───── Teks Bacaan ─────

Homili Hari Minggu Prapaskah I/B -2021

HARI MINGGU PRAPASKAH I/B
Kej. 9:8-15;
Mzm. 25:4bc-5ab,6-7ab,8-9;
1Ptr. 3:18-22;
Mrk. 1:12-15.

Waktunya telah genap

Setiap tahun kita mengalami masa Prapaskah. Ini merupakan sebuah retret agung selama lebih kurang 40 hari. Selama masa retret agung ini bolehlah dikatakan bahwa ini juga merupakan waktu yang tepat bagi kita untuk melakukan tiga hal yang penting. Pertama, supaya kita berdoa lebih baik lagi. Berdoa berarti kita mengangkat hati dan pikiran kita kepada Tuhan. Ini menjadi tanda kita mengasihi Tuhan. Jadi masa prapaskah membantu kita untuk tekun berdoa sebagai tanda cinta kasih kita secara total kepada Tuhan. Kedua, kita berpuasa dan pantang. Puasa dan pantang menjadi tanda kita mengasihi diri kita sendiri. Kita peduli dengan diri kita, keselamatan kita. Ketiga, kita berbagi dengan sesama. Masa prapaskah menjadi kesempatan bagi kita untuk mengasihi sesama melalui semangat empati. Kita melakukan sharing sebagai tanda caring kepada sesama manusia.

───── Daftar Data ─────

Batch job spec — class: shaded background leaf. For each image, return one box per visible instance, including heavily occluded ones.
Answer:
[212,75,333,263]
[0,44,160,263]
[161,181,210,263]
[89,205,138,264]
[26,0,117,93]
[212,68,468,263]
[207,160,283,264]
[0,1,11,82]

─────

— Tujuan Latihan —
Jawab tiga pertanyaan berikut berdasarkan homili tentang Minggu Prapaskah:
(a) Kalimat judul apa yang tertulis sesudah daftar ayat bacaan?
(b) Menurut homili itu, berapa lama retret agung masa Prapaskah berlangsung?
(c) Puasa dan pantang disebut menjadi tanda apa?

— Kotak Jawaban —
(a) Waktunya telah genap
(b) Lebih kurang 40 hari
(c) Tanda kita mengasihi diri kita sendiri